Text block —
Segment Open

It's entirely unclear whether Donald Trump's voters will show up in the midterms, but congressional Republicans have bet the farm on them anyway. They've hyped fabricated cancel culture issues, threatened to go to war with corporate America, and adopted "Own the Libs!" as their central tenet for 2022.
But they also have zero policy positions that appeal to the very same voters they are trying to keep in the fold. GOP lawmakers in both chambers, for instance, uniformly rejected pandemic relief legislation that sent checks directly to the bank accounts of most Americans—a measure that some 55% of lower-income Republican voters ultimately supported.
In their infrastructure negotiations with the White House, Senate Republicans have proposed paying for President Joe Biden's very popular American Jobs Plan with a regressive tax hike on the middle class and the working poor.
And House Republicans recently released an alternative budget that seeks to raise the age of eligibility for key government safety net programs like Medicare and Social Security, while also fundamentally transforming some of those very popular programs.
From a policy standpoint, Republicans couldn't be adopting a worse posture to appeal to those working-class Trump voters than if they literally spent months polling the issues to devise the most self-defeating platform possible.
The posture of Republican lawmakers also splits the GOP base by age, with younger Republicans who have come of age in the Trump era preferring a bigger government imprint to improve the economy and quality of life while older GOP voters remain focused on lowering taxes.

Segment Closed

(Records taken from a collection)
Segment Open

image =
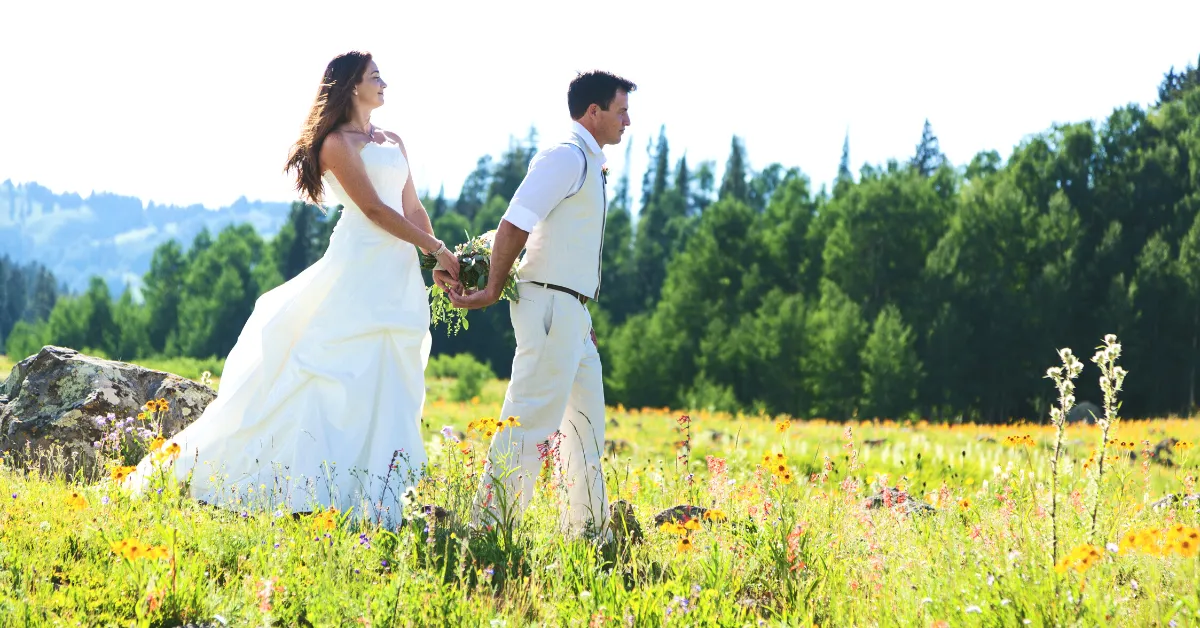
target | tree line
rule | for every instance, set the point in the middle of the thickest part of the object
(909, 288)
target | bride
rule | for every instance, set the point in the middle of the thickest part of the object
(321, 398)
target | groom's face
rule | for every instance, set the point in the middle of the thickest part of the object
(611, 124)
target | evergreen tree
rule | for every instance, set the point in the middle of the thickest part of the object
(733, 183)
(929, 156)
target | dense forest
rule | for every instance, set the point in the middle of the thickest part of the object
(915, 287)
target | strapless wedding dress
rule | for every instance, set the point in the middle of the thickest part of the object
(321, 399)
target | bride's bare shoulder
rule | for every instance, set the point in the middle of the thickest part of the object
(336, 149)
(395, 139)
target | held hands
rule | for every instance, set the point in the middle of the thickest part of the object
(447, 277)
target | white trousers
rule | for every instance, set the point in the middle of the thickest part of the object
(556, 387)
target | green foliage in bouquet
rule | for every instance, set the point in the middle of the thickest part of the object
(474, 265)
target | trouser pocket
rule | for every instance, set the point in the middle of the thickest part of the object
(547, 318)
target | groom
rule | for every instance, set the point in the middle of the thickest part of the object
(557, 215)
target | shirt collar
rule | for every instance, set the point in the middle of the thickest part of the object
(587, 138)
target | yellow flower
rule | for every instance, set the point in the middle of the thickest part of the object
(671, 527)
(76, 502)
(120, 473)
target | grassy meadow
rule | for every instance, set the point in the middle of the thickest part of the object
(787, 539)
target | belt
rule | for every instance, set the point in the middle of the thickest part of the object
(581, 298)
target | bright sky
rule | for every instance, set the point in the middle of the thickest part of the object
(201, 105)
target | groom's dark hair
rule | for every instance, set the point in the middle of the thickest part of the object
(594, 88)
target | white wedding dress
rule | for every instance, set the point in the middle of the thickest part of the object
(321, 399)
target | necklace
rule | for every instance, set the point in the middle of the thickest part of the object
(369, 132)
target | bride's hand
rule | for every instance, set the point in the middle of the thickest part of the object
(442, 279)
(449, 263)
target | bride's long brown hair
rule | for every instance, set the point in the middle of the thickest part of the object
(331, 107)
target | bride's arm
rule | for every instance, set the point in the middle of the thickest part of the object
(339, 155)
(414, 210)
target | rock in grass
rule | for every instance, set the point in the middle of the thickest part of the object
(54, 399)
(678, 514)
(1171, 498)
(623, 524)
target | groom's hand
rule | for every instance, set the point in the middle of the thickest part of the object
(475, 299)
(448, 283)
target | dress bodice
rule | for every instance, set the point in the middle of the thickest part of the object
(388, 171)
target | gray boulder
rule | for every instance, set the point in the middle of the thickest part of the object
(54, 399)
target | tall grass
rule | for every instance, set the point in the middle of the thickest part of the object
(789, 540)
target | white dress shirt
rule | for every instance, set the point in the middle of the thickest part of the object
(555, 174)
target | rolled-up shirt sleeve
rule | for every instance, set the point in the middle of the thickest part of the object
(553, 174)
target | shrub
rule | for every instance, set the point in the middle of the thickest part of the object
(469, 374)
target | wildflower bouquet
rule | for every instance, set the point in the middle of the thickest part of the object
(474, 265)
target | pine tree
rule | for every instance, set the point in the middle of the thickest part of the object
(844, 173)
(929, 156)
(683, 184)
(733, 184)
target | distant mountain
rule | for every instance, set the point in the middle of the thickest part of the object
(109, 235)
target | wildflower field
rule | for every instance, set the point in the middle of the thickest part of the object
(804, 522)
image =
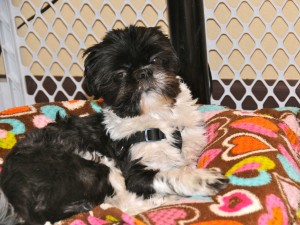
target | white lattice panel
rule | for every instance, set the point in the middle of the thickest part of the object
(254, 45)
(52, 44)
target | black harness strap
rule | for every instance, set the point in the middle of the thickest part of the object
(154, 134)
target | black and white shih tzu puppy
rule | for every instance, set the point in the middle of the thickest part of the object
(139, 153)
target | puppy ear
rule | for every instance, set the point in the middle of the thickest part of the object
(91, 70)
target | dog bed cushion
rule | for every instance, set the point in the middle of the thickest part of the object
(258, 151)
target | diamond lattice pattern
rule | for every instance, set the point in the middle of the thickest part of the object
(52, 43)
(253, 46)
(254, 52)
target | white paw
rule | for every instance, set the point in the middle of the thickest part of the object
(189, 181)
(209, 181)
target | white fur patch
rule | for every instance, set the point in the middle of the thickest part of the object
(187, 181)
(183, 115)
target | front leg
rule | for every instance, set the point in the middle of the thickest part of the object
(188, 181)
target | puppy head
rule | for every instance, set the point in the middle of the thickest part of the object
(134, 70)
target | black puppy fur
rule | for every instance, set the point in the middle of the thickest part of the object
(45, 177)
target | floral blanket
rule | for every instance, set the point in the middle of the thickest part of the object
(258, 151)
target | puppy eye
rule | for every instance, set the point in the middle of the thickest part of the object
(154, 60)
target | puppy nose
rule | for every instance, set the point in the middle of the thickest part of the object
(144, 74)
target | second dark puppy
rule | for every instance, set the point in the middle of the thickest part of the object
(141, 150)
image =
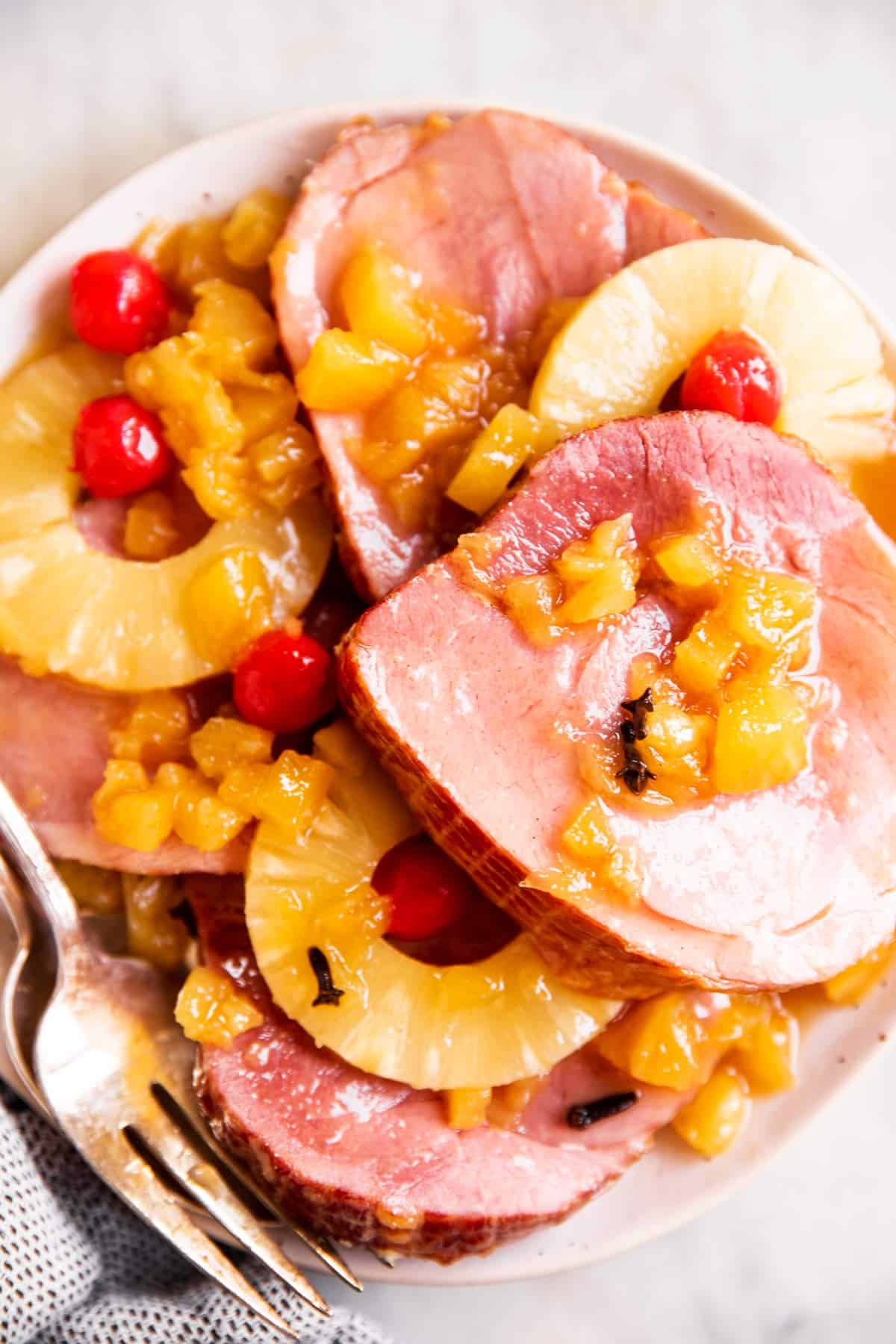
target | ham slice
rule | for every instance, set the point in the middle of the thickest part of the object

Segment Closed

Using the commentary on Republican midterm strategy above, answer these questions.
1. What share of lower-income Republican voters supported the pandemic relief legislation?
2. How have Senate Republicans proposed to pay for the American Jobs Plan?
3. What do older GOP voters remain focused on?

1. Some 55%.
2. With a regressive tax hike on the middle class and the working poor.
3. Lowering taxes.